*REQUISITO 1:*
Entrega como lista JSON de cadenas, una por cada línea y sin incluir las líneas en blanco, la parte del listado que empieza en la línea que contiene "of the blonde" y llega hasta el final del listado, con ambos extremos incluidos.

# EMBALSES.NET > Cafeteria >  Como hacer "famoso" a EMBALSES.NET??

## REEGE

Hola a todos!! Algunos foreros se "quejan" de que el número de visitas y mensajes está un pelín parado en Embalses.net!! Y la verdad es que tienen razón, unos vienen y otros se van, pero llevo mucho tiempo sin ver a más de 100 usuarios conectados por un rato...
También tengo que decir, que desde que conocí ésta página, la calidad tanto en comentarios, como en enlaces, fotografía, etc... ha ganado mucho, por lo que propongo que los usuarios que ahora mismo estamos disfrutando de ella la demos a conocer a nuestros amigos, familiares, compañeros de trabajo, etc...
Yo mañana enviaré correos a mis amigos y les daré el enlace de EMBALSES.NET y les hablaré de lo que aquí hacemos y espero enganchar algún forero con mi "caña"...
Espero ideas y propuestas para hacer más conocida ésta gran familia y ésta gran pasión que son los embalses, pantanos, ríos, lagos, lagunas, acuíferos, flora, fauna, políticas, represas...etc...etc...
Y como no, que también se pasen por nuestra CAFETERIA!!! :Big Grin:  :Big Grin:  :Big Grin: 
Un saludo a todos mis amigos.

----------


## Luján

> Hola a todos!! Algunos foreros se "quejan" de que el número de visitas y mensajes está un pelín parado en Embalses.net!! Y la verdad es que tienen razón, unos vienen y otros se van, pero llevo mucho tiempo sin ver a más de 100 usuarios conectados por un rato...
> También tengo que decir, que desde que conocí ésta página, la calidad tanto en comentarios, como en enlaces, fotografía, etc... ha ganado mucho, por lo que propongo que los usuarios que ahora mismo estamos disfrutando de ella la demos a conocer a nuestros amigos, familiares, compañeros de trabajo, etc...
> Yo mañana enviaré correos a mis amigos y les daré el enlace de EMBALSES.NET y les hablaré de lo que aquí hacemos y espero enganchar algún forero con mi "caña"...

*LISTADO EXTRAÍDO:*
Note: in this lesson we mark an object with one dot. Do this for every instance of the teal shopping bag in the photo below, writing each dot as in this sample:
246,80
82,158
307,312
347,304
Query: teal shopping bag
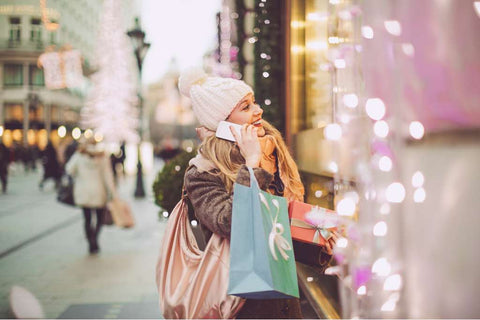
262,263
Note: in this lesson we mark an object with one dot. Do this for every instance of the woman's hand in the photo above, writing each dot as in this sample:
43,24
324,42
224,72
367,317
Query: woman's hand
248,144
203,132
330,243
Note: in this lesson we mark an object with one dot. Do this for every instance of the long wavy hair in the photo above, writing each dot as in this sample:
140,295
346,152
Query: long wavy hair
227,158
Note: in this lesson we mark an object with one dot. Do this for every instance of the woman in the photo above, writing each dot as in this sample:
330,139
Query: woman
93,185
51,166
220,163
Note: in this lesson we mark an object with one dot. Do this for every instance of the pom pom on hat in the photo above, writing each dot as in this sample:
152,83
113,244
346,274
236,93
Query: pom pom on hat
213,98
190,77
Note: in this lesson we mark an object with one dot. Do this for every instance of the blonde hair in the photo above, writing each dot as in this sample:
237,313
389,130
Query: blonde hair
227,158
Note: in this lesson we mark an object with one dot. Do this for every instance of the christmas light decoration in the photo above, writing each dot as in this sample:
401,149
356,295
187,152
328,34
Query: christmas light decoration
110,108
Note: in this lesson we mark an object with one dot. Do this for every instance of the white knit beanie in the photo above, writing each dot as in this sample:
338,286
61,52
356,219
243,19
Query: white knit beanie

*REQUISITO 2:*
En el hilo del foro sobre Embalses.net, ¿qué dice REEGE que hará mañana?

*RESPUESTA CORRECTA 1:*
[
  "Note: in this lesson we mark an object with one dot. Do this for every instance of the blonde hair in the photo above, writing each dot as in this sample:",
  "237,313",
  "389,130",
  "Query: blonde hair",
  "227,158",
  "Note: in this lesson we mark an object with one dot. Do this for every instance of the christmas light decoration in the photo above, writing each dot as in this sample:",
  "401,149",
  "356,295",
  "187,152",
  "328,34",
  "Query: christmas light decoration",
  "110,108",
  "Note: in this lesson we mark an object with one dot. Do this for every instance of the white knit beanie in the photo above, writing each dot as in this sample:",
  "338,286",
  "61,52",
  "356,219",
  "243,19",
  "Query: white knit beanie"
]

*RESPUESTA CORRECTA 2:*
Enviará correos a sus amigos, les dará el enlace de EMBALSES.NET y les hablará de lo que allí se hace.